## TEXT BLOCK
Haemophilia patients do not have enough of a blood clotting protein because of a defect in a gene. The goal of gene therapy is to get the body to produce the protein by putting normal genes back into the patient.
Until now, viruses have been used to ferry genes into the body. But this carries some risk. The new method avoids the hazards by putting the gene into cells taken from the patient.
Researchers at Boston's Beth Israel Deaconess Medical Center tested the gene–transfer technology and reported their findings in Thursday's New England Journal of Medicine. The technique was developed by the Cambridge, Massachusetts–based Transkaryotic Therapies Inc., which funded the study.
"I think it is extremely exciting for those who live with haemophilia," said Mark Skinner, who has the disorder and is president of the National haemophilia Foundation. "As the field of gene therapy develops, it will offer a vastly improved treatment and hopefully ultimately a cure for those with a bleeding disorder."

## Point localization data
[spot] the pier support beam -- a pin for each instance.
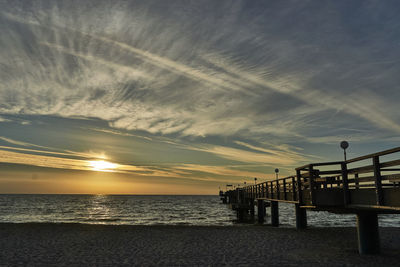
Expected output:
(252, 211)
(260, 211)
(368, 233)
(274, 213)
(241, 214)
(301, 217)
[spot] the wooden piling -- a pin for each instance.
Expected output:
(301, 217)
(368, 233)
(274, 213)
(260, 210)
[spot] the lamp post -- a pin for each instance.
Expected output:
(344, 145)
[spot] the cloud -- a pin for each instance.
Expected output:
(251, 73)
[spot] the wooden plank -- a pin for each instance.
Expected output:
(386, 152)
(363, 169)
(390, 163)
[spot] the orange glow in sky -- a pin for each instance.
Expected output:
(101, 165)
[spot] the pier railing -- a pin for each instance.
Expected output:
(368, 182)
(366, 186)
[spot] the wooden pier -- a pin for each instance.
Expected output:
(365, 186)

---

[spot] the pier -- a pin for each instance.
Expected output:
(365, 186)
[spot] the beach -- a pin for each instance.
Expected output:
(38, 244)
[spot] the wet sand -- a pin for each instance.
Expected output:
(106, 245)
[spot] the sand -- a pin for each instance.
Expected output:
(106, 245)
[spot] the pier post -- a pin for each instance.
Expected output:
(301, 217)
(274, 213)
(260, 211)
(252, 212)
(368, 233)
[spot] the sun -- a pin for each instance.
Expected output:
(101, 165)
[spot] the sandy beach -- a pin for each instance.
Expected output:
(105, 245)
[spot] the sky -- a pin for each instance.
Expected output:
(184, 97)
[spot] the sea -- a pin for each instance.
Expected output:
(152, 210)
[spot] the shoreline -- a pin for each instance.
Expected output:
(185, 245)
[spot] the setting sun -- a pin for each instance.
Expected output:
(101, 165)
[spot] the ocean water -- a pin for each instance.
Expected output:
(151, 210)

* * *

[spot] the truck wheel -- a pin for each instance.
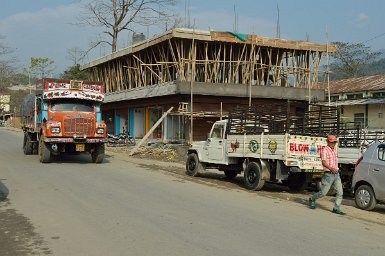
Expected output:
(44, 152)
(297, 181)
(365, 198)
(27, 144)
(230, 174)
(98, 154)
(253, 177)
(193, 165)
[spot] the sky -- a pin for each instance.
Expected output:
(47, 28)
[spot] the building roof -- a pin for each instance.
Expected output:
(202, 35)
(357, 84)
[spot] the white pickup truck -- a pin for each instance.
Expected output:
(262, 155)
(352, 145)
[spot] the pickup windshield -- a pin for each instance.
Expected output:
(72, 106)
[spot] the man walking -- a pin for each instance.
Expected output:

## THE TASK
According to the text about haemophilia gene therapy, which company developed the gene-transfer technique?

## RESULT
Transkaryotic Therapies Inc., based in Cambridge, Massachusetts.